Yang Harus Dikerjakan:
**A.** Menurut artikel tentang Papalele Square, lokasi mana yang akan dijadikan tapak pembangunannya?
**B.** Ulangi dengan persis sebagian artikel tentang Papalele Square: mulailah dari bagian yang memuat kata-kata "Konsep yang telah", lalu berhenti setelah kata-kata "menghormati identitas Ambon.".
**C.** Teruskan artikel tentang Papalele Square, dimulai tepat setelah kalimat terakhir yang tersedia.

─── Petikan Bacaan

Site icon Cakra News

Papalele Square Akan Dibangun, Merekonstruksi Warisan Lokal Jadi Simbol Baru Kota Ambon

Ambon, CakraNEWS.ID– Di bawah kepemimpinan Wali Kota Bodewin M. Wattimena dan Wakil Wali Kota Ely Toisutta, Pemerintah Kota Ambon menggagas pembangunan Papalele Square, sebuah pasar representatif yang akan menjadi ruang khusus bagi para pedagang tradisional perempuan Ambon, yang dikenal sebagai Mama-mama Papalele.

Gagasan ini tidak hanya mencerminkan janji politik, tetapi juga menjadi langkah konkret menata keadilan sosial dan merawat identitas budaya Kota Ambon.

Wali Kota Ambon, dalam program Wali Kota dan Wakil Wali Kota Jumpa Rakyat (WAJAR) di Balai Kota Ambon, Jumat (25/4/2025) lalu, menegaskan bahwa pembangunan Papalele Square adalah bentuk keberpihakan terhadap komunitas asli Ambon yang selama ini terpinggirkan di tengah arus modernisasi kota.

“Ini bukan sekadar proyek infrastruktur. Ini tentang memberi ruang yang layak bagi warga asli kota ini, yang selama bertahun-tahun bertahan menjajakan hasil kebun dan pangan lokal di trotoar atau jalanan kota. Mereka adalah simbol ketekunan dan budaya, yang kini saatnya kita beri tempat yang bermartabat,” ujar Bodewin.

Merekonstruksi Warisan Lokal Jadi Simbol Baru Kota

Papalele, sebuah tradisi ekonomi rakyat yang telah hidup sejak masa kolonial, bukan hanya bentuk perdagangan sederhana, tetapi juga representasi dari ketahanan pangan lokal, kearifan perempuan Ambon, dan nilai kerja keras.

Para Mama-mama Papalele biasanya mengenakan kebaya khas dan memikul hasil bumi di atas kepala mereka, berjalan kaki dari kampung menuju pasar, menjual hasil panen seperti sagu, pisang, hingga daun keladi.

Kini, melalui Papalele Square, tradisi tersebut akan diberi rumah baru, sebuah pasar yang bukan hanya menjadi pusat ekonomi, tetapi juga destinasi wisata budaya.

Konsep yang telah dirancang oleh Pemkot Ambon akan menjadikan lokasi Pasar Apung sebagai tapak pembangunan, lengkap dengan fasilitas modern, area UMKM, dan sentuhan arsitektur lokal yang menghormati identitas Ambon.

“Papalele Square bukan hanya tempat jual beli, tapi akan menjadi bagian dari narasi pariwisata kita. Wisatawan yang datang ke Ambon tidak hanya melihat pemandangan, tapi bisa mengalami langsung budaya ekonomi rakyat kita,” jelas Bodewin.

──────
─── Petikan Data

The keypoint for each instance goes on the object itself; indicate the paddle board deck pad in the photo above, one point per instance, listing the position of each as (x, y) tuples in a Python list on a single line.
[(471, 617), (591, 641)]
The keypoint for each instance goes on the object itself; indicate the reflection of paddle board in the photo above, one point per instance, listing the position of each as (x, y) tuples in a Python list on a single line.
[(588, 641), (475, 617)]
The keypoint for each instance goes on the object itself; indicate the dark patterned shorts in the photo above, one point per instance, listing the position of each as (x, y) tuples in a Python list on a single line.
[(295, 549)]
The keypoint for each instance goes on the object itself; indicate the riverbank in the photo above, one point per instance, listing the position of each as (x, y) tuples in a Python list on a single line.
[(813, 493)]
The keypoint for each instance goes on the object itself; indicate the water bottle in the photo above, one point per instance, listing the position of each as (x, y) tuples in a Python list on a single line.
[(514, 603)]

──────

Jawaban:
**A.** Lokasi Pasar Apung.

**B.**
Konsep yang telah dirancang oleh Pemkot Ambon akan menjadikan lokasi Pasar Apung sebagai tapak pembangunan, lengkap dengan fasilitas modern, area UMKM, dan sentuhan arsitektur lokal yang menghormati identitas Ambon.

**C.**
Tata Kota Inklusif dan Berbasis Identitas

Terobosan ini menjadi bagian dari upaya besar Pemkot Ambon untuk menata ulang kota secara lebih inklusif dan berakar pada sejarah.

Ambon sebagai kota tua di timur Indonesia memiliki narasi panjang sebagai pusat perdagangan rempah dan interaksi budaya.

Namun dalam perkembangannya, wajah kota sering kali melupakan kelompok masyarakat kecil yang justru menjadi denyut kehidupan sehari-hari kota.

Pembangunan Papalele Square juga akan dilengkapi dengan lahan parkir representatif bagi pengunjung kawasan Mardika—langkah yang tidak hanya memfasilitasi pengunjung tetapi juga menata lalu lintas dan estetika kota.

“Kita ingin membangun kota yang bukan hanya modern, tapi punya jiwa. Kota yang memberi ruang pada semua lapisan masyarakatnya. Ini soal keadilan dan warisan budaya,” tambahnya.

Masa Depan Kota yang Lebih Adil dan Manusiawi

Dengan rencana pembangunan dimulai tahun depan, Papalele Square menjadi salah satu simbol dari arah baru Kota Ambon: kota yang tumbuh tanpa meninggalkan akarnya.

Kepemimpinan Bodewin–Ely berupaya menghadirkan pembangunan yang tidak melulu vertikal dan betonisasi, tetapi pembangunan yang memberi ruang pada sejarah, budaya, dan manusia.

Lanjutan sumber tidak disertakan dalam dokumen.